_Description of the task_:
Copy each of the records below word for word, with no changes.

_Material for this task_:

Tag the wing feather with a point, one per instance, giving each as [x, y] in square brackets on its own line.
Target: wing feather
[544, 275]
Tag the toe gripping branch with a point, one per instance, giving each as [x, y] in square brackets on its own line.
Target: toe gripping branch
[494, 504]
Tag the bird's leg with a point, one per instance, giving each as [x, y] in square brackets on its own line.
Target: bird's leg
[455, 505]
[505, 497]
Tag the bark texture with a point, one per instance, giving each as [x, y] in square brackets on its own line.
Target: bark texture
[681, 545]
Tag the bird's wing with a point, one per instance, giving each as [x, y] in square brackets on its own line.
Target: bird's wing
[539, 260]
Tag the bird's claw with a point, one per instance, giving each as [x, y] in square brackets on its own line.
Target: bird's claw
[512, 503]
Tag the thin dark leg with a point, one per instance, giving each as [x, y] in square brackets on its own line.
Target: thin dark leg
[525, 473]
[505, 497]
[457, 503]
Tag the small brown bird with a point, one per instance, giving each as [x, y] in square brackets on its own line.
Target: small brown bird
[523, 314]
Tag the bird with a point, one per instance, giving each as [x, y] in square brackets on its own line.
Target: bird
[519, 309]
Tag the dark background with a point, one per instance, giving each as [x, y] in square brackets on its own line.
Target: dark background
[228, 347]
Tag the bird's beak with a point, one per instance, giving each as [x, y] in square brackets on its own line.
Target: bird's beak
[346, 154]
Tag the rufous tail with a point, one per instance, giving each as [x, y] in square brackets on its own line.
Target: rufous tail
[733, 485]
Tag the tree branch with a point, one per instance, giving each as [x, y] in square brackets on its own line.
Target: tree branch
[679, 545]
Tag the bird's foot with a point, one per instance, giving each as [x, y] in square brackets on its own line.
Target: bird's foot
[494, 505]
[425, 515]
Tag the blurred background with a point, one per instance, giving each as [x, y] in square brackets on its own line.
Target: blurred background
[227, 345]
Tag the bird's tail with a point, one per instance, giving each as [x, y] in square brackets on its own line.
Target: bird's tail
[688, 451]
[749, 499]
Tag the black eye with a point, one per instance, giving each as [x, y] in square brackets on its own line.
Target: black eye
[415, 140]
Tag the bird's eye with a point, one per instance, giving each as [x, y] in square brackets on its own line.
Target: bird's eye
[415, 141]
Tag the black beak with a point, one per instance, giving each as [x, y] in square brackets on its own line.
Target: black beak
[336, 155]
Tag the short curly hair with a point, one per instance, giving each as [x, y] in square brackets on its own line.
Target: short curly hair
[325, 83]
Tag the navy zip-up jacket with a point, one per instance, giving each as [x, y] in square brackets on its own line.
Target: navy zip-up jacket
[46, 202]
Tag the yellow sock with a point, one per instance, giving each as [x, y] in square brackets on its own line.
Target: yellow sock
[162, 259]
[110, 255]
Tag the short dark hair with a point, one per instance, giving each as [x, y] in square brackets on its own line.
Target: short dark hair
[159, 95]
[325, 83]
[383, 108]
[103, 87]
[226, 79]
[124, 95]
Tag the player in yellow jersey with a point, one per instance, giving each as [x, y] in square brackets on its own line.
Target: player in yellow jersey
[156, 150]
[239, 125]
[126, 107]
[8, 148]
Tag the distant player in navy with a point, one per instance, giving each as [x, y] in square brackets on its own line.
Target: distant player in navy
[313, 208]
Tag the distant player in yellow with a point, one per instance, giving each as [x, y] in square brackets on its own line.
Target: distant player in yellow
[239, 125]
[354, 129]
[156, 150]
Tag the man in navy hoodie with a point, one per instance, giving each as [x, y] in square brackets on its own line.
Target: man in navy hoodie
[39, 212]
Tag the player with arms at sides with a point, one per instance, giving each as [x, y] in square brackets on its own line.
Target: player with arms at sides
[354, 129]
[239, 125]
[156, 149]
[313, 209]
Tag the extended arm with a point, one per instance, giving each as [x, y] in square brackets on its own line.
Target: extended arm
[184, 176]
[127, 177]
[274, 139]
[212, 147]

_Correct answer_:
Tag the wing feather with a point, one per instance, giving each as [x, y] in square brackets on its own line.
Target: wing feather
[544, 275]
Tag the toe gripping branch with a point, one per instance, giving each as [x, y] in square brackets on its own line.
Target: toe gripping branch
[494, 504]
Tag the bird's leg with a point, one per instance, giving each as [x, y] in square brackets on its own line.
Target: bird's leg
[455, 505]
[505, 497]
Tag the bark texture with a point, one per instance, giving each as [x, y] in square brackets on its own line.
Target: bark texture
[681, 545]
Tag the bird's wing with a point, one per instance, giving each as [x, y] in square brackets on its own line.
Target: bird's wing
[539, 260]
Tag the bird's claw with a point, one per instance, giving each as [x, y] in square brackets on its own line.
Target: bird's claw
[512, 503]
Tag the thin dark leg with a point, one per instance, giving each as [x, y] in square brackets on its own line.
Target: thin dark leg
[525, 473]
[505, 497]
[457, 503]
Tag the small brown bird with a point, one per instance, giving each as [x, y] in square brackets on its own line.
Target: small brown bird
[523, 314]
Tag the bird with a point, one per instance, giving each as [x, y] in square brackets on its own line.
Target: bird
[519, 309]
Tag the dark background with a point, one per instance, giving each as [x, y] in square brackets on its own line.
Target: dark background
[228, 347]
Tag the bird's beak with a point, one per instance, giving each as [x, y] in square brackets on its own line.
Target: bird's beak
[346, 154]
Tag the rufous tail with a point, one per instance, giving each as [x, y] in square brackets on its own line.
Target: rufous tail
[733, 485]
Tag the tree branch with a point, one per instance, giving each as [x, y] in square brackets on its own line.
Target: tree branch
[679, 545]
Tag the bird's foot with a point, one per instance, giving each as [x, y] in square brackets on its own line.
Target: bird's foot
[494, 505]
[425, 515]
Tag the blurred background with a point, one per instance, giving each as [x, y] in square brackets on its own line.
Target: blurred background
[227, 345]
Tag the bird's tail with a point, one per instance, giving each as [x, y] in square brackets on its own line.
Target: bird's tail
[688, 451]
[749, 499]
Tag the black eye with a point, one per instance, giving each as [x, y] in square brackets on its own line.
Target: black eye
[415, 140]
Tag the bird's eye with a point, one per instance, giving each as [x, y] in square brackets on its own line.
Target: bird's eye
[415, 141]
Tag the black beak with a point, one per instance, giving each as [x, y] in square brackets on its own line.
Target: black beak
[336, 155]
Tag the short curly hair with a point, one per instance, giving each as [x, y] in square brackets on its own line.
Target: short curly hair
[325, 83]
Tag the navy zip-up jacket with a point, one per instance, giving each as [x, y] in square brackets on its own line.
Target: navy zip-up jacket
[46, 202]
Tag the yellow sock with a point, one per instance, giving each as [x, y] in square brackets on its own line.
Target: yellow sock
[162, 259]
[110, 255]
Tag the short dark hair with a point, one per instance, giving each as [x, y] in square brackets on its own line.
Target: short dark hair
[159, 95]
[325, 83]
[383, 108]
[103, 87]
[226, 79]
[124, 95]
Tag the player in yellow jersey with a point, one per instance, giving each as [x, y] in square brackets on its own line.
Target: player in yellow jersey
[156, 150]
[239, 125]
[126, 107]
[8, 148]
Tag the distant player in navy with a point, one per instance, giving each as [x, y] in square brackets on its own line.
Target: distant player in navy
[313, 208]
Tag the distant player in yellow with a point, one per instance, giving each as [x, y] in square brackets on its own line.
Target: distant player in yellow
[239, 125]
[354, 129]
[156, 150]
Tag the man in navy hoodie with a point, one per instance, giving each as [x, y] in square brackets on its own line.
Target: man in navy hoodie
[39, 212]
Tag the player with arms at sides with a point, one per instance, giving each as [x, y] in square brackets on its own line.
Target: player with arms at sides
[354, 129]
[239, 125]
[156, 149]
[313, 209]
Tag the extended arm with a point, one per instance, giving each as [x, y] in square brackets on its own line.
Target: extended arm
[184, 176]
[127, 177]
[274, 139]
[212, 147]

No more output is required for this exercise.